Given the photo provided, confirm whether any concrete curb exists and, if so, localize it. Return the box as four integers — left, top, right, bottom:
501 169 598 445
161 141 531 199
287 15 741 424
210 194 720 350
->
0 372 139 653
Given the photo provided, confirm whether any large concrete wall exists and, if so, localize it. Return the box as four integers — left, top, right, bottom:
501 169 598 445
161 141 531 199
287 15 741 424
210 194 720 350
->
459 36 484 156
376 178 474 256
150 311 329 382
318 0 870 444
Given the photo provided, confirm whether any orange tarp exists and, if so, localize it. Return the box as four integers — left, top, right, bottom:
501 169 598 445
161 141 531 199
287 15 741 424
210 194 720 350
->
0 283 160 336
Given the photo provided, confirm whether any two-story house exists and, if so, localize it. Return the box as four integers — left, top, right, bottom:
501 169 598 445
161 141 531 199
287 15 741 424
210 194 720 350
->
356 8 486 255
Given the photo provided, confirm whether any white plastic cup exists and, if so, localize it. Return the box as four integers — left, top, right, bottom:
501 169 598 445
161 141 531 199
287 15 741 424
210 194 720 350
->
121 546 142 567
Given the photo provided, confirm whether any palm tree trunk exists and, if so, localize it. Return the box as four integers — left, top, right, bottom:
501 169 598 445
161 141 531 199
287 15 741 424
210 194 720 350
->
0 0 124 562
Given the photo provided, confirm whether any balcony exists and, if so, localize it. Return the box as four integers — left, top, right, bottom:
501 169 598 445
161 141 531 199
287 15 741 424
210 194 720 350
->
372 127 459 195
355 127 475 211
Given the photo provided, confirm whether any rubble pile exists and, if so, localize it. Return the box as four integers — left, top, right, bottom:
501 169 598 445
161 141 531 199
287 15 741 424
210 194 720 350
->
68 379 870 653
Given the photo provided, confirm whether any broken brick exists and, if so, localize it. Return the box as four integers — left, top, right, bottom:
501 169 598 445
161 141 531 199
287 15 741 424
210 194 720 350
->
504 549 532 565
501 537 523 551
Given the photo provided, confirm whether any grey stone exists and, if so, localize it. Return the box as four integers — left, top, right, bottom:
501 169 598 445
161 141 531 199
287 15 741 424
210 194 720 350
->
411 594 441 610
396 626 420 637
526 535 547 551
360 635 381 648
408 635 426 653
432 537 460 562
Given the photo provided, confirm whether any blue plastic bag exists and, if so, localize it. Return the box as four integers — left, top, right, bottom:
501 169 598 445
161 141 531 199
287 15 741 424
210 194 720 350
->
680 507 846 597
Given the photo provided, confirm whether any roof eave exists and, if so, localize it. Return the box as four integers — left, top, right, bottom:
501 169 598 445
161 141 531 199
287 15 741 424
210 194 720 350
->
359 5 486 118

* * * * *

Task details
Write out the material exactly as given.

The response
Given the photo provided, confirm whether any concrete curb exists and, if so, localize it. Return the box as four integers — left, top, right, bottom:
501 169 598 445
161 141 531 199
287 15 741 424
210 194 720 350
->
0 372 139 653
Given the photo provided, confirm whether any large concrete wall exists and, if so, localize it. Return the box as four integers — left, top, right, bottom:
501 169 598 445
161 141 531 199
287 15 741 424
210 194 720 350
->
459 36 484 156
376 178 474 256
150 311 329 382
318 0 870 444
Given the photo provided, confirm whether any orange tarp exists and, if so, localize it. Return the box as four integers — left, top, right, bottom:
501 169 598 445
161 141 531 199
287 15 741 424
210 194 720 350
->
0 283 160 336
Given the photo provided, confirm whether any two-story house exists and, if so, localize it. Return the box as four integers — left, top, right, bottom:
501 169 598 445
161 141 531 199
287 15 741 424
210 194 720 350
->
356 8 486 255
Given the photo provided, confirm whether any white plastic cup exists and, if so, localize it. Return the box as four integers — left, top, right, bottom:
501 169 598 445
161 141 531 199
287 15 741 424
210 194 720 350
->
121 546 142 567
Given the photo provided, confirm whether any palm tree trunk exists and, if so, localize it. Return the box as four integers — left, top, right, bottom:
501 169 598 445
161 141 531 199
287 15 741 424
210 194 720 350
->
0 0 124 562
Given the photo provided, confirm whether any balcony exists and, if so, localize it. Return the box as four integers — left, top, right, bottom:
501 169 598 445
161 141 531 199
287 15 741 424
210 194 720 350
->
372 127 459 195
355 127 475 211
Given the photo provided, confirm whether any rubble pile exists and, if so, localize it. Return the box as four integers — left, top, right, bottom:
501 169 598 445
161 141 531 199
287 15 741 424
210 194 720 350
->
68 379 870 653
Given the photo provided, confirm whether any broken brick exists and, if so, localize it. Return the box as four integers — left, top, right, bottom:
501 169 598 445
161 141 531 199
287 15 741 424
210 194 720 350
->
504 549 532 565
501 537 523 551
Given the photo provided, confirm whether any grey stone exists and, if so, localize it. Return the box as four integers — left, top, right, bottom:
501 169 598 445
161 141 531 199
287 15 741 424
210 194 720 350
->
411 594 441 610
396 626 420 637
526 535 547 551
360 635 381 648
408 635 426 653
432 537 460 562
Given the photo provided, confirm whether any blue plastic bag exists and, if so, localize it. Return the box as four integers — left, top, right, bottom:
501 169 598 445
161 141 531 199
287 15 741 424
210 194 720 350
->
680 507 846 597
Given the photo provided, confirm whether any roof eave exists and, if so, localize it. Return the box as four integers — left, top, right, bottom:
501 169 598 445
161 141 531 199
287 15 741 424
210 194 720 350
->
359 5 486 118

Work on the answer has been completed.